Textauszug -

+ + + + +

Aus dem Jahr 1970 kann hier der erste Protest gegen die Staatstreue des DGB gemeldet werden (vgl. 1.5.1970), der umgehend mit Repression beantwortet wird (vgl. Okt. 1970), ein Jahr später sind die Oppositionellen, die sich mittlerweile teilweise zum Kommunistischen Bund Bremen (KBB) zusammengeschlossen haben (vgl. März 1971, Apr. 1971) und auch aus Delmenhorst anreisen (vgl. Apr. 1971), bereits vermutlich bereits weit zahlreicher (vgl. 1.5.1971), auch wenn die Bremer Spartacisten den klar oppositionellen Block vermissen, zu dem sie selbst aufriefen (vgl. 8.3.1971, Feb. 1972). Der KBB kritisiert die offizielle Mairede des SPD-Vertreters im Nachhinein (vgl. Juni 1971).

Auszug aus der Datenbank „Materialien zur Analyse von Opposition“ (MAO)

+ + + + +

Erfasste Daten -
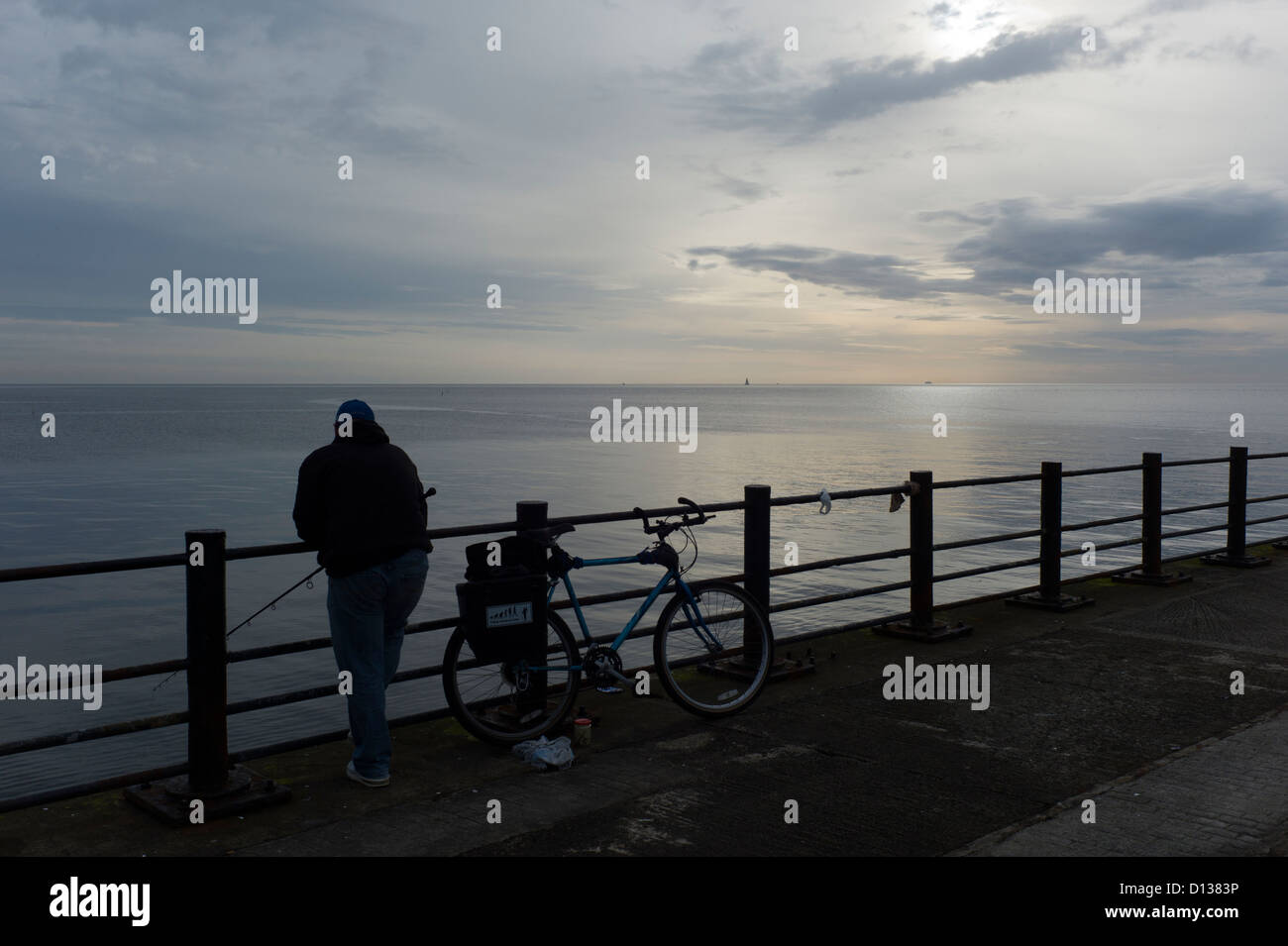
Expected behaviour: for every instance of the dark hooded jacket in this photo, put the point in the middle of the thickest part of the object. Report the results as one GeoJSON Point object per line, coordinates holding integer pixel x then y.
{"type": "Point", "coordinates": [360, 499]}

+ + + + +

Aufgabe 1 - Zu welcher Organisation haben sich die Oppositionellen laut dem Textauszug teilweise zusammengeschlossen?
Aufgabe 2 - Übertragen Sie aus dem Textauszug die Passage von „Aus dem Jahr“ bis einschließlich „(vgl. Juni 1971).“ unverändert.
Die Auflistung hat mit dem Textauszug nichts zu tun.

Antwort 1 - Zum Kommunistischen Bund Bremen (KBB).

Antwort 2 -
Aus dem Jahr 1970 kann hier der erste Protest gegen die Staatstreue des DGB gemeldet werden (vgl. 1.5.1970), der umgehend mit Repression beantwortet wird (vgl. Okt. 1970), ein Jahr später sind die Oppositionellen, die sich mittlerweile teilweise zum Kommunistischen Bund Bremen (KBB) zusammengeschlossen haben (vgl. März 1971, Apr. 1971) und auch aus Delmenhorst anreisen (vgl. Apr. 1971), bereits vermutlich bereits weit zahlreicher (vgl. 1.5.1971), auch wenn die Bremer Spartacisten den klar oppositionellen Block vermissen, zu dem sie selbst aufriefen (vgl. 8.3.1971, Feb. 1972). Der KBB kritisiert die offizielle Mairede des SPD-Vertreters im Nachhinein (vgl. Juni 1971).